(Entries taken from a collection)

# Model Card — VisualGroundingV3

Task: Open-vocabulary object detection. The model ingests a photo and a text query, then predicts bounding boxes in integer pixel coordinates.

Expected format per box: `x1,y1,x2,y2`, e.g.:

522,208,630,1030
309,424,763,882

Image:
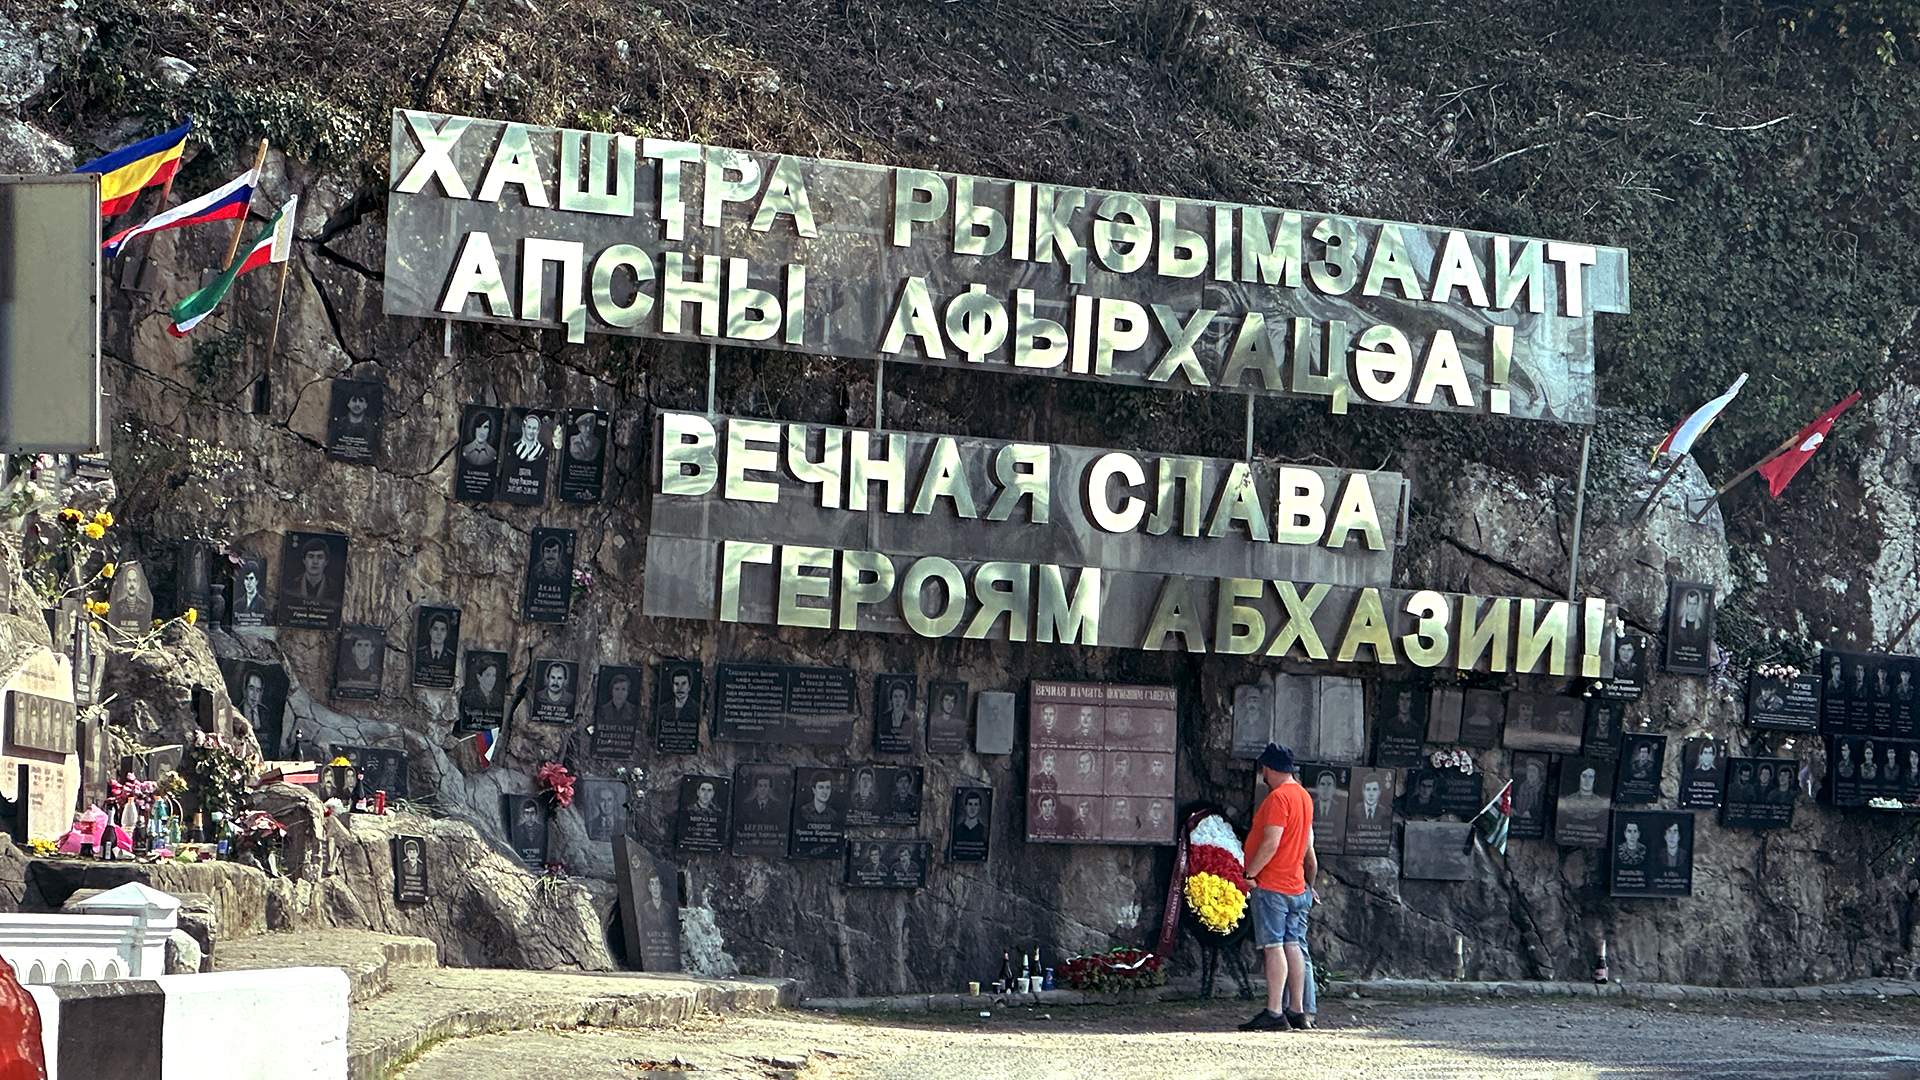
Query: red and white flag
1756,391,1861,498
1652,373,1747,461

- **Required work**:
From the first line to the last, give the data again exactly, but without pictures.

- **Task result**:
# Model Card — VisualGroundingV3

Task: Open-vocabulary object detection. The model ingests a photo and a text query, then predicts bounding boxes in integer pixel coordinates.

Expected format per box: `x1,y1,x2,y2`, e.g.:

522,208,630,1030
309,424,763,882

Image:
Query: red and white flag
1756,391,1861,498
1652,373,1747,461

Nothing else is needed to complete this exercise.